(begin)

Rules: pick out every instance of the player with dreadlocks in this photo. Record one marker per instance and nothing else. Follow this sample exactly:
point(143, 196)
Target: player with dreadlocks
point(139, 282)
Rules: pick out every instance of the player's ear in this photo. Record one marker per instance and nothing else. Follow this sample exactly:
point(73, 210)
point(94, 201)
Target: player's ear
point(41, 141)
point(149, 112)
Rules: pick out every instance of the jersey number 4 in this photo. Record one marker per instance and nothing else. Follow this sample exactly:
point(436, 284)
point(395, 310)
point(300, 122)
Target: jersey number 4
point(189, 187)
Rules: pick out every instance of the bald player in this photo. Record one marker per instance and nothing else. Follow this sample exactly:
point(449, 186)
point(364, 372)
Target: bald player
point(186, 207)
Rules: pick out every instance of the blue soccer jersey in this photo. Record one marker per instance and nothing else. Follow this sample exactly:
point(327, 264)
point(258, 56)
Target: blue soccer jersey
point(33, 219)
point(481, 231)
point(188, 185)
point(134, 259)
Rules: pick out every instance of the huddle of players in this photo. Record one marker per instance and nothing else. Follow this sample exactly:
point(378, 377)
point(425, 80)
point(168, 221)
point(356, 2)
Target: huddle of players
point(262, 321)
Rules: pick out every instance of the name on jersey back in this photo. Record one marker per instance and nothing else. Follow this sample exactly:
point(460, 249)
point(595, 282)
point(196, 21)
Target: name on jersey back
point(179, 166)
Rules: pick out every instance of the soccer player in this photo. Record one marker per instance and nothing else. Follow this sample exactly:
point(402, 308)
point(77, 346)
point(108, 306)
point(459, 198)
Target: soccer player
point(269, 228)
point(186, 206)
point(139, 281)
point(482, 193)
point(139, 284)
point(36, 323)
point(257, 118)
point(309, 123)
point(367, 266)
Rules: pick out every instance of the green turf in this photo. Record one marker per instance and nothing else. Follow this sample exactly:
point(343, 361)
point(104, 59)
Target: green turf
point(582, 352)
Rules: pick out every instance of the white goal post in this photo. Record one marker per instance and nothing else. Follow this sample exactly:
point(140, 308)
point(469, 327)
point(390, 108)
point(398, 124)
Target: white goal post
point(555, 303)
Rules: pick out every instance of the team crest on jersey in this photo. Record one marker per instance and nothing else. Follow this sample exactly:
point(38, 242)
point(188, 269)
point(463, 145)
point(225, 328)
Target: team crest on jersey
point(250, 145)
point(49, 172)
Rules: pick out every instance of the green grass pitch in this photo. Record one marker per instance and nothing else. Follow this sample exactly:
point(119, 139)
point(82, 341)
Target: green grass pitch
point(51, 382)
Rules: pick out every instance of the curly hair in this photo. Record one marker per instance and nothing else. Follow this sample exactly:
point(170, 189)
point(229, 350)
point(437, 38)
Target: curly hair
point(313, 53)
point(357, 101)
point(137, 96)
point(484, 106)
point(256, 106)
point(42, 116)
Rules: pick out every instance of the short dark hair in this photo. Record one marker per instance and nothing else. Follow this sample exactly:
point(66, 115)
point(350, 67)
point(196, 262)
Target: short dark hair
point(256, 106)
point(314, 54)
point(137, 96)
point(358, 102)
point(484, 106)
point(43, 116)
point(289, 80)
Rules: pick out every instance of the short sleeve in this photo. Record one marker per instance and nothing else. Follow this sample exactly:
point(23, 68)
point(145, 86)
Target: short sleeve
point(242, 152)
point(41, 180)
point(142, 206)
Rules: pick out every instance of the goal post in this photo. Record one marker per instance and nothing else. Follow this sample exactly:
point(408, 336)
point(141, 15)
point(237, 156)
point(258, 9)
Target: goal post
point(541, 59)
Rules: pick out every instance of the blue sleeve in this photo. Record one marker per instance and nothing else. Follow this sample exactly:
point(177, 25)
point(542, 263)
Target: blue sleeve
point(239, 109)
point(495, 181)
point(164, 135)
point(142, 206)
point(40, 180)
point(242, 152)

(end)

- _EXERCISE_:
Please give all of these items again with "marker" swapped for "dot" throughout, leaving everything else unchanged.

- _THE REPLY_:
Rules: pick out every instance of the player with dreadlocks in this photo. Record one dot per instance and nothing else. Follow this sample exactly:
point(143, 196)
Target: player with dreadlocks
point(139, 282)
Rules: pick out every instance of the player's ear in this photo. Record one dot per instance and nothing else. Follow this sample exactly:
point(73, 210)
point(94, 201)
Target: player's ear
point(41, 141)
point(149, 112)
Rules: pick out every instance of the jersey number 4 in this photo. Record one dot per instance and nothing else. Follow this sample exactly:
point(436, 284)
point(395, 310)
point(300, 122)
Target: jersey number 4
point(189, 187)
Rules: pick out every instance of the bald player in this photo. Record one dot per instance and nothing else. Follow this sample exactly:
point(449, 186)
point(364, 372)
Target: bald player
point(186, 207)
Rules: pick out every instance of the blue soccer jersey in this photo. Record one dot per instance and nothing else. Follow this sample exactly:
point(327, 264)
point(258, 56)
Target: blue soccer jersey
point(33, 219)
point(481, 231)
point(188, 185)
point(134, 259)
Rules: pick out every instance of the huddle of players in this photo. Record one dot per instance and nothing else. Follow this sample exactly:
point(378, 377)
point(425, 80)
point(168, 221)
point(356, 2)
Target: huddle of players
point(262, 321)
Rules: pick out every instance of the name on jersey back in this photo. Record one dot per instance and nothing else. Follow this sample exactly:
point(460, 249)
point(595, 282)
point(196, 21)
Target: name on jersey back
point(179, 166)
Rules: pick out every instance of the soccer player in this photo. Record one dot per instance and nothing else. Follow this sample exactly:
point(402, 308)
point(77, 346)
point(108, 306)
point(459, 198)
Target: soccer player
point(269, 228)
point(186, 206)
point(139, 281)
point(482, 193)
point(139, 284)
point(36, 323)
point(257, 118)
point(309, 123)
point(367, 266)
Rules: pick out every instance of the green turf in this photo. Record one dot per instance and nothing else. Follow this sample exactly:
point(343, 361)
point(104, 59)
Target: green turf
point(582, 352)
Rules: pick out every instance of the white goal post in this photo. Record one dot per instance and nothing else. Follow this sample exactly:
point(140, 308)
point(469, 327)
point(390, 108)
point(398, 124)
Target: white goal post
point(555, 303)
Rules: pick out every instance of the team crest on jersey in this photo. Record one dot per instance and nothing else. Follow this sample exactly:
point(38, 242)
point(188, 269)
point(463, 145)
point(225, 328)
Target: team crest on jersey
point(250, 145)
point(49, 172)
Rules: pick out every instance of the green grass pitch in this photo. Record one dot per instance and nothing else. Follow this sample exactly:
point(119, 139)
point(82, 341)
Target: green grass pitch
point(51, 382)
Rules: pick out every instance of the curly hair in this photo. Record one dot per instance and nothing else. Follow this sample exactly:
point(170, 189)
point(229, 350)
point(437, 38)
Target: curly hair
point(313, 53)
point(357, 101)
point(137, 96)
point(484, 106)
point(256, 106)
point(42, 116)
Rules: pick out every instance of the short dark hair in this photo. Record one dot per instance and nothing else. Follow this sample exactly:
point(66, 115)
point(350, 67)
point(196, 262)
Target: short dark hair
point(256, 106)
point(314, 54)
point(137, 96)
point(358, 102)
point(484, 106)
point(43, 116)
point(289, 80)
Rules: pick out every instance of the short sleeve in this photo. Record one dot per instance and nothing else. Follow this sample exactly:
point(23, 68)
point(145, 86)
Target: short sleeve
point(242, 152)
point(41, 180)
point(142, 206)
Rules: pick out every instance of the goal post in this photo. Record one dot per instance and nothing else. Follow this sample exactly:
point(408, 336)
point(141, 15)
point(237, 156)
point(258, 9)
Target: goal post
point(541, 59)
Rules: pick out every instance of the blue sleeve in this photo. Record one dot per instance and nothing else. Follow this sample exactly:
point(177, 25)
point(542, 263)
Target: blue sleeve
point(239, 109)
point(495, 181)
point(164, 135)
point(142, 206)
point(40, 180)
point(242, 152)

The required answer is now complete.